The task »
Could you write out the listing below again, switching every "even-odd fill" to "nonzero fill", changing nothing else, and leaving out the pictures?

Records shown »
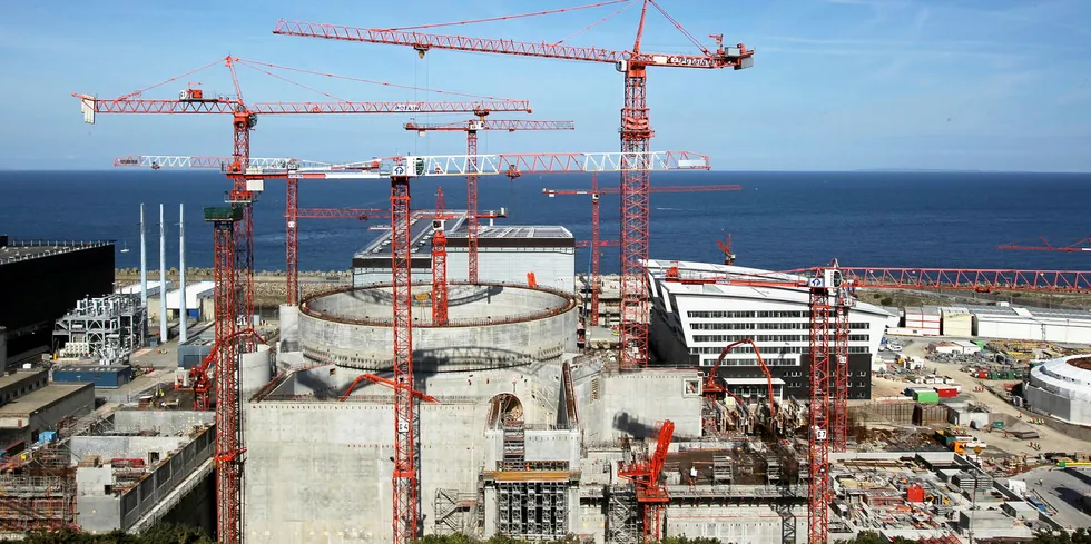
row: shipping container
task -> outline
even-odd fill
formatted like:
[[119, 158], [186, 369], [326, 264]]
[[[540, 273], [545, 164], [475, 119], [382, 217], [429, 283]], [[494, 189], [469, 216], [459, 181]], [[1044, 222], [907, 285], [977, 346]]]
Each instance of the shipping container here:
[[954, 398], [959, 396], [959, 389], [954, 387], [936, 387], [935, 392], [940, 395], [940, 398]]
[[129, 365], [67, 365], [52, 370], [52, 380], [59, 383], [91, 383], [96, 388], [116, 389], [132, 380]]
[[913, 393], [913, 399], [920, 404], [940, 404], [940, 394], [932, 390], [918, 390]]
[[920, 485], [911, 485], [905, 489], [905, 500], [911, 503], [923, 503], [924, 502], [924, 487]]

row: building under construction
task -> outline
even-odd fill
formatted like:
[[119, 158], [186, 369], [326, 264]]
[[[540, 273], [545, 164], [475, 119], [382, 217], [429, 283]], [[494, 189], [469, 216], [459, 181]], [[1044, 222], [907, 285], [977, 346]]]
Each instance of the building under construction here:
[[212, 413], [77, 413], [55, 428], [0, 457], [2, 536], [66, 527], [139, 533], [173, 516], [212, 531]]

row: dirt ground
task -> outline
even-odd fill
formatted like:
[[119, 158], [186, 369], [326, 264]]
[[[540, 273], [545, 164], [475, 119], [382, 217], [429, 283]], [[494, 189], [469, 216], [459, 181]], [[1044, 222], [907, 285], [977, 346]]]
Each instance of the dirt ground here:
[[[905, 339], [903, 340], [903, 353], [905, 355], [925, 357], [927, 355], [927, 340]], [[941, 375], [950, 376], [955, 385], [962, 386], [963, 396], [969, 396], [975, 402], [984, 404], [989, 407], [991, 413], [1006, 414], [1012, 417], [1020, 416], [1020, 411], [1005, 402], [1003, 398], [1000, 398], [987, 390], [974, 392], [975, 387], [994, 384], [974, 378], [969, 374], [961, 372], [957, 365], [934, 363], [928, 360], [925, 364], [925, 369], [926, 372], [935, 369], [938, 370]], [[875, 397], [896, 396], [900, 395], [908, 385], [910, 384], [906, 382], [873, 378], [872, 395]], [[1029, 416], [1023, 415], [1023, 418], [1028, 417]], [[1073, 438], [1044, 425], [1033, 425], [1033, 428], [1041, 435], [1040, 438], [1034, 441], [1020, 441], [1011, 437], [1004, 437], [1001, 433], [985, 432], [980, 432], [980, 438], [989, 444], [990, 449], [995, 447], [996, 449], [1016, 455], [1036, 456], [1044, 452], [1091, 453], [1091, 442]], [[1042, 448], [1034, 449], [1030, 447], [1031, 442], [1041, 443]]]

Result below »
row: shipping container
task -> outline
nonzero fill
formatted like:
[[119, 158], [186, 369], [326, 264]]
[[[540, 273], [545, 164], [475, 119], [382, 217], [429, 283]], [[494, 189], [469, 216], [459, 181]], [[1044, 222], [907, 285], [977, 346]]]
Each instance of the shipping container here:
[[954, 398], [959, 396], [959, 389], [954, 387], [936, 387], [935, 392], [940, 395], [940, 398]]
[[129, 365], [67, 365], [52, 370], [52, 380], [59, 383], [91, 383], [96, 388], [116, 389], [132, 380]]
[[913, 393], [913, 399], [920, 404], [940, 404], [940, 394], [932, 390], [918, 390]]
[[920, 485], [911, 485], [905, 489], [905, 500], [911, 503], [923, 503], [924, 502], [924, 487]]

row: building under construction
task -> outline
nonzero fill
formatted like:
[[119, 158], [186, 369], [326, 264]]
[[[540, 273], [545, 164], [475, 119], [382, 217], [429, 283]], [[494, 189], [469, 216], [459, 181]], [[1044, 222], [907, 285], [977, 346]]]
Each instance of the building under construction here:
[[212, 413], [77, 413], [55, 428], [0, 457], [2, 536], [66, 527], [139, 533], [173, 516], [212, 531]]

row: dirt ground
task -> outline
nonzero fill
formatted like:
[[119, 158], [186, 369], [326, 264]]
[[[540, 273], [545, 164], [475, 119], [382, 217], [429, 283]], [[494, 189], [469, 216], [459, 181]], [[1044, 222], [907, 285], [977, 346]]]
Each instance of the dirt ground here:
[[[905, 339], [903, 340], [903, 353], [905, 355], [925, 357], [927, 355], [927, 340]], [[941, 375], [950, 376], [955, 385], [962, 386], [963, 396], [969, 396], [975, 402], [984, 404], [989, 407], [991, 413], [1006, 414], [1012, 417], [1020, 416], [1020, 411], [1005, 402], [1003, 398], [1000, 398], [987, 390], [974, 392], [975, 387], [994, 384], [974, 378], [969, 374], [961, 372], [957, 365], [934, 363], [928, 360], [925, 364], [925, 369], [926, 372], [935, 369], [938, 370]], [[875, 397], [896, 396], [900, 395], [908, 385], [910, 384], [906, 382], [873, 378], [872, 395]], [[1029, 416], [1023, 415], [1023, 418], [1028, 417]], [[1073, 438], [1044, 425], [1033, 425], [1033, 428], [1041, 435], [1040, 438], [1034, 441], [1020, 441], [1011, 437], [1004, 437], [1001, 433], [985, 432], [980, 432], [980, 438], [989, 444], [990, 449], [995, 447], [996, 449], [1016, 455], [1036, 456], [1044, 452], [1091, 453], [1091, 442]], [[1042, 448], [1034, 449], [1030, 447], [1031, 442], [1041, 443]]]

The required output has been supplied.